## Required work
Can you give every line of the items below as a Markdown table with two columns, Row and Line, numbering the rows and leaving out any blank lines?

Stored records
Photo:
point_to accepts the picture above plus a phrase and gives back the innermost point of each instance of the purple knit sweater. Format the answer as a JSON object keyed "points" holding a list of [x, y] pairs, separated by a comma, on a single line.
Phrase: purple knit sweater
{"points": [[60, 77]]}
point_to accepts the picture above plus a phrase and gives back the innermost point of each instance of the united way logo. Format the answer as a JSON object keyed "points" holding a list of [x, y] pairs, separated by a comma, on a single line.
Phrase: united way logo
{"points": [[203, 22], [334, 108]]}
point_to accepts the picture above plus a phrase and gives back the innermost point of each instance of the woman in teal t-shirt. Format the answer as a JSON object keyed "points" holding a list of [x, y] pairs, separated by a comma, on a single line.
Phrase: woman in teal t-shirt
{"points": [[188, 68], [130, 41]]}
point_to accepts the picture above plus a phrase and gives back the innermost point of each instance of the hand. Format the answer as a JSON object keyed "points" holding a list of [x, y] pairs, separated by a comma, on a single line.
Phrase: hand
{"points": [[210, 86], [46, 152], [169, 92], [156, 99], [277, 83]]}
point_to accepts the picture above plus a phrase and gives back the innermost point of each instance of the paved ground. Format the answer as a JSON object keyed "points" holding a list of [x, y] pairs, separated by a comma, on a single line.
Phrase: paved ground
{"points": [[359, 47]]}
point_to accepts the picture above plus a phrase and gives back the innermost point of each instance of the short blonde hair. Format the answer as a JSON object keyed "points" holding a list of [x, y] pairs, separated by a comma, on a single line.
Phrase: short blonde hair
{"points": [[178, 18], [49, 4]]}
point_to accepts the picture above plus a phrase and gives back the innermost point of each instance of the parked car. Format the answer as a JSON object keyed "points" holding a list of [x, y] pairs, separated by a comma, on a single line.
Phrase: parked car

## The completed task
| Row | Line |
|---|---|
| 1 | Photo: |
| 2 | point_to accepts the picture above plus a phrase and gives back the innermost point of each instance of the purple knit sweater. Format the answer as a JSON object keyed "points" holding a list of [x, y] pairs, separated by a comma, on a single line. |
| 3 | Phrase: purple knit sweater |
| 4 | {"points": [[60, 77]]} |
| 5 | point_to accepts the picture above plus a phrase and gives back the innermost point of each instance of the united way logo. Format the answer as a JSON object keyed "points" holding a list of [x, y] pairs, separated by a comma, on a single line. |
| 6 | Phrase: united way logo |
| 7 | {"points": [[203, 22], [334, 108]]} |
| 8 | point_to accepts the picture above plus a phrase and gives back the innermost point of each instance of the woman in teal t-shirt. Format the answer as a JSON object keyed "points" holding a list of [x, y] pairs, separated by a comma, on a single line. |
| 9 | Phrase: woman in teal t-shirt |
| 10 | {"points": [[188, 68], [130, 41]]} |
| 11 | point_to accepts the picture above plus a phrase and gives back the innermost point of each instance of the hand. Format the answer as a JSON object keyed "points" holding a list of [x, y] pairs, separated by a comma, on a single line. |
| 12 | Phrase: hand |
| 13 | {"points": [[210, 86], [46, 152], [169, 92], [156, 99], [277, 83]]} |
| 14 | point_to accepts the picture above plus a phrase and gives back the innermost point of each instance of the paved ground. Format the answer as a JSON object keyed "points" holding a list of [x, y] pairs, separated by a comma, on a single line. |
| 15 | Phrase: paved ground |
| 16 | {"points": [[359, 47]]} |
| 17 | point_to accepts the picture above plus a phrase and gives back the innermost point of each instance of the short blonde hair. Format the answer as a JSON object keyed "points" holding a list of [x, y] pairs, separated by a comma, on a single line. |
| 18 | Phrase: short blonde hair |
| 19 | {"points": [[178, 18], [49, 4]]} |
| 20 | point_to accepts the picture above plus a phrase and gives back the innermost point of each instance of the parked car. Format the answer as a JSON object keyed "points" holding a list of [x, y] pairs, separated by a comma, on a single line. |
| 21 | Phrase: parked car |